• **To-do list**
[1] Return the part of the DIT cart interview starting with "But in something" and going on through "kind of thing.", copied word for word.
[2] Carry the DIT cart interview further, picking up right after its final sentence.

• **Excerpted text**

****************

And it all depends on the job too. For instance there’s a job I have coming up where it’s a 100 percent handheld, two camera shooting, with just a standard 709 look and the DP just wants me to make it ‘look good’. That’s it.
There’s no real colour choices or anything like that he just wants me to “Make it look 709, like how I would see it broadcasted” – Alright. Easy.
But in something like Vinyl we’re playing with colour a lot and the deLOG itself was very cyan looking. Pushing the highlights a little one colour, the shadows a different colour, that kind of thing.
So what’s in your cart? What’s your secret sauce for making sure it can handle anything?
I need to update the Cart list on the website because it’s completely different now. What’s up there is what I had for Vinyl.
- Inovativ Echo 36 DIT Cart
- Blackmagic Design UltraStudio 4K (latest Thunderbolt 3 Version)
- Blackmagic Design 20 x 20 Router
- Leader 5330 External Scopes
- Wacom Cintiq 13″ Display
- Retina Macbook Pro
- 2013 Mac Pro (Top Spec!)
- Mac Mini
- Tangent Element TK Colour Grading Panel
- (2) IS-Mini LUT boxes
- Magma 1T w/ H680 board
- Akitio PCIe Expansion Chasis
Software
- Pomfort Silverstack
- Pomfort Live Grade
- Blackmagic Design DaVinci Resolve
- Blackmagic Media Express
- Divergent Media Scopebox
Now I’m in a vertical cart scenario where everything’s compact, everything folds up.
With the Inovativ cart, the reason why I don’t like it as much is because on Vinyl we shot in a lot of places where we didn’t have elevators and I had to break my cart down a lot and take it upstairs and reassemble it.
And when you’re rushing for time and you barely get to the point where you’re plugging everything in and your DP wants to see a picture and you’re not ready, you can’t have that. You just need to be up and ready to go, as fast possible.
So I’ve changed my set up to the Vertical Cart so that everything’s compact, everything’s rack mounted everything’s built-in.
It’s on wheels and the centre of gravity is very reasonable. Now I don’t have to break anything down to go upstairs, and it only takes myself and one other person to go up or downstairs. I don’t have to get four people to help take my cart upstairs and I can leave my monitors on while I’m doing it. It’s all about ease of use.
I have a Blackmagic Design Ultrastudio 4K and the Blackmagic Design 20 by 20 router. Everything is run off of a Mac mini. I have a 16 terabyte RAID 0 that I use for my on set storage. Everything is either Thunderbolt 2 or USB 3 for connectivity when offloading.
I have everything set up so the card reader and the first shuttle drive are connected directly to the Mac Mini, so it’s the first in the bus, so there aren’t any bandwidth issues.

****************

Excerpts from a segmentation dataset:

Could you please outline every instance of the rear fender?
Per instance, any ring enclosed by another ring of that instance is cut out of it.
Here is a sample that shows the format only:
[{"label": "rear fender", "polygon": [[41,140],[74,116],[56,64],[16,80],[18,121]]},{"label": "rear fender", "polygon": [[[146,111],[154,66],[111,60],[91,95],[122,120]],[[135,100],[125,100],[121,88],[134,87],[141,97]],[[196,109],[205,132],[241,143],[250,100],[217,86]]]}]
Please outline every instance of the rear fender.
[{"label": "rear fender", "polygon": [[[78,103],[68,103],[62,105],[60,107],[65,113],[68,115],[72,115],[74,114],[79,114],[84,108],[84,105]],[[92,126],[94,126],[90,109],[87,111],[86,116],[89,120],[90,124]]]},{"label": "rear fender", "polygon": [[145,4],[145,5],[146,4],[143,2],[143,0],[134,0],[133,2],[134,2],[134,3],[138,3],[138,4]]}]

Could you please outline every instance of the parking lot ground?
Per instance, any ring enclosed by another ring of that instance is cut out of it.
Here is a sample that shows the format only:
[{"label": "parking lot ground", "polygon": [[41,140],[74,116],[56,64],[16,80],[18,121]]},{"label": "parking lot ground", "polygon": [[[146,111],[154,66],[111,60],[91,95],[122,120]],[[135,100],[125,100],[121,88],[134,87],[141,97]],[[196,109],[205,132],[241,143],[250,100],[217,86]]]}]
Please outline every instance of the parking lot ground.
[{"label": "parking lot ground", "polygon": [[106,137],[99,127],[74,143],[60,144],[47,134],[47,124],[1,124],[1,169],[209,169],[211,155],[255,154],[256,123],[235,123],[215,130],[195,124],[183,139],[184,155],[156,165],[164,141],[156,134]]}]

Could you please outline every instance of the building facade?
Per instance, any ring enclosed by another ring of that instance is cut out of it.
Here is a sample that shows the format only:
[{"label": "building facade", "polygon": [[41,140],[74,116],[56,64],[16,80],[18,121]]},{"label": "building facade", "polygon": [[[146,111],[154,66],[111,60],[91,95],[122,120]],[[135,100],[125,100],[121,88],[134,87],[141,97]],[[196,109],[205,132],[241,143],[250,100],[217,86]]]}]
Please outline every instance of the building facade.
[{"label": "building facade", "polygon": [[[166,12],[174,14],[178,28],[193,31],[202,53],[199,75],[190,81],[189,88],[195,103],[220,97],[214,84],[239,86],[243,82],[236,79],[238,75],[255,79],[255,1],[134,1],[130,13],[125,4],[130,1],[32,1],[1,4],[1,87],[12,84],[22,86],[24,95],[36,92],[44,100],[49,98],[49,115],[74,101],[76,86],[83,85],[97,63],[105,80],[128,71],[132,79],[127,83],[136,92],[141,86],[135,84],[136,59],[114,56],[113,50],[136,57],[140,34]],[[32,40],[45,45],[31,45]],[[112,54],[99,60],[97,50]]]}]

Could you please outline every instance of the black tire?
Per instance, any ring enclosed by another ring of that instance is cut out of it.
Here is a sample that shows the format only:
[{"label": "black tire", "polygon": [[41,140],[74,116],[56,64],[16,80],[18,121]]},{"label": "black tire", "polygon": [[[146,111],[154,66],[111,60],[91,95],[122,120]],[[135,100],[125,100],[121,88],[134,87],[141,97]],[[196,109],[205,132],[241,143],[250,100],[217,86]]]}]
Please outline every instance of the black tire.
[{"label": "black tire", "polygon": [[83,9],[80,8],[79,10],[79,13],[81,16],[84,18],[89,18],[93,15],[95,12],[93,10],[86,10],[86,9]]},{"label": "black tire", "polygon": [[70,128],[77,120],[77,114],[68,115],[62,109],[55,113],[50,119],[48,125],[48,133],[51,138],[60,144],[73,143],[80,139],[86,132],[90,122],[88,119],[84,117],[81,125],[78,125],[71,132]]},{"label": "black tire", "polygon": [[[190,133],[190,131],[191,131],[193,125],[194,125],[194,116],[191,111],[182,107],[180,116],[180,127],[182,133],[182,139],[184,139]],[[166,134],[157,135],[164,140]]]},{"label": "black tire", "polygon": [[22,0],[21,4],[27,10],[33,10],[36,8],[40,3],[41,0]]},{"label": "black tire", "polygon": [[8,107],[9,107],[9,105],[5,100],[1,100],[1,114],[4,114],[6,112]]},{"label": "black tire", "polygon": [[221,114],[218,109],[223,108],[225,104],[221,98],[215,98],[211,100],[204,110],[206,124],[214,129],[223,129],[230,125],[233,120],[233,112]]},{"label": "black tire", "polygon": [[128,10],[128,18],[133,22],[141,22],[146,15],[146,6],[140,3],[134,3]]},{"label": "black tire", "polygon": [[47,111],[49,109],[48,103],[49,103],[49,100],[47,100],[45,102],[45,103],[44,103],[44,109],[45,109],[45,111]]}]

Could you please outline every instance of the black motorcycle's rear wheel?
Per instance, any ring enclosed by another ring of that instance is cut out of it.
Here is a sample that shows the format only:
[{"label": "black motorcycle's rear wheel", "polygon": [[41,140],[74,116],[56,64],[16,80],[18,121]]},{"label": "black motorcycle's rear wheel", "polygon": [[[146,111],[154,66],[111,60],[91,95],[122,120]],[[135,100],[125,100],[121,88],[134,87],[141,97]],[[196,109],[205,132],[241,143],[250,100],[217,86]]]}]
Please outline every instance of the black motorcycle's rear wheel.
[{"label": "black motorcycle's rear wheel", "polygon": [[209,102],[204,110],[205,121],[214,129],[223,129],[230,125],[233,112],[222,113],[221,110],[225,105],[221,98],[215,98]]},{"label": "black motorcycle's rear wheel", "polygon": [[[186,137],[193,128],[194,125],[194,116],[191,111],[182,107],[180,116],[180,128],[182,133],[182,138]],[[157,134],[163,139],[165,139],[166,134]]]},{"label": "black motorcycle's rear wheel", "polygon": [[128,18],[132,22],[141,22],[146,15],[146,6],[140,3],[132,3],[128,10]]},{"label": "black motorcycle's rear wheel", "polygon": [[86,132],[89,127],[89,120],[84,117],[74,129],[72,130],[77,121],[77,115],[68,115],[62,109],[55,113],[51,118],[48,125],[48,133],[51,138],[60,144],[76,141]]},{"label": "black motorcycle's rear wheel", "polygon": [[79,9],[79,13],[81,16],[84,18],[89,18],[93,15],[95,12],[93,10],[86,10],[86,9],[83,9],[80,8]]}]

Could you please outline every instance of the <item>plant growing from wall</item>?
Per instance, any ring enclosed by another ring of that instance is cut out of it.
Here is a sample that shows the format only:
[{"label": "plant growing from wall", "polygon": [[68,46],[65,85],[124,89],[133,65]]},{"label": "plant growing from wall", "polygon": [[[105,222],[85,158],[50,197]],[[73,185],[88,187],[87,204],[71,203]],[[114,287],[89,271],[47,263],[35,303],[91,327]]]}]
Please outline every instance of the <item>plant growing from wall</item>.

****************

• **Expected answers**
[1]
But in something like Vinyl we’re playing with colour a lot and the deLOG itself was very cyan looking. Pushing the highlights a little one colour, the shadows a different colour, that kind of thing.

[2]
The thing that you have to realise when doing large transfers is that whatever is the slowest part of your chain will dictate how fast things go. So if all your hard drives are plugged directly into your computer but then your card reader is like the third in a chain on the USB hub, then your transfer speed is going to be dictated by your card reader.
So essentially I have everything plugged in directly as much as possible to my Mac Mini. It’s not the maxed out Mac Mini but it’s pretty it’s pretty darn close. I’ve had it for two years so I’m waiting for the new Mac Minis (if they’ll ever happen).
But when it comes down to it, [offload] checksums are dictated by CPU speed.
In your Vinyl set up you had the Retina Macbook Pro and a Mac Pro, but in your new set up it’s all running off the Mac Mini?
Yeah, so I’m only doing transfers and CDL workflow off my Mac Mini.
If I want to render or transcode, I have a switch where I’m hooked into my Mac Pro as a headless system via Gigabit Ethernet, and I can connect via a remote desktop directly from the network app on my on my Mac Mini and be able to remotely log into it and run transcodes on it. It’s pretty fast. It’s not as fast as if I was directly plugged in, but if I’m transcoding throughout the day I can keep up with it all day long.
I think people most people would expect you to need the beefiest system you can get?
For the cart I wanted a low profile. What can I build that’s as nimble as possible. I use my MacPro all the time for VR work, or colouring at home. [Side note Charlie is also building a colour suite at home!]
I like that you have DO NOT TOUCH THE SCREEN, on both the top and bottom of both screens! I have a friend who likes to say “If you touch the screen, I get to poke you in the eye.”
You’d be surprised how many people still touch the screen…. see what it says? It says, don’t touch it.
In terms of software why do you run Pomfort Silverstack and Live Grade?
The main thing that I absolutely love about Silverstack, and it’s the only software I will use, is the fact that I can go back at any point in time.
I’ve actually had to do this on the last season of Odd Mom Out. The DP asked me if I could remember in season one what our colour temperature was on some day where we shot off-speed stuff?
All I had to do was cue up my project from the shoot and go back to that season and find the specific day because everything is organised by episode day and shooting date.
So just being able to quickly go back and look through and see “Oh we were 4700 Kelvin not 5600. And we were shooting at 48. You were right were were off-speed.” – Just to have that ability is invaluable to me.
You don’t get that with Shotput Pro, it’s an offload software. If you accidentally close it, you don’t know what you’ve already off-loaded.
I’ve always been a proponent of organisation hierarchy and making sure that I have all the information at every point. So at any point in time I can reference the data.
Mainly because I’ve been, not almost almost fired because of it, but I’ve definitely had instances in which post-production has tried to blame things on me, saying that I didn’t do something when in fact that wasn’t the case. I was able to prove that the footage got sent through correctly because of my transfer logs.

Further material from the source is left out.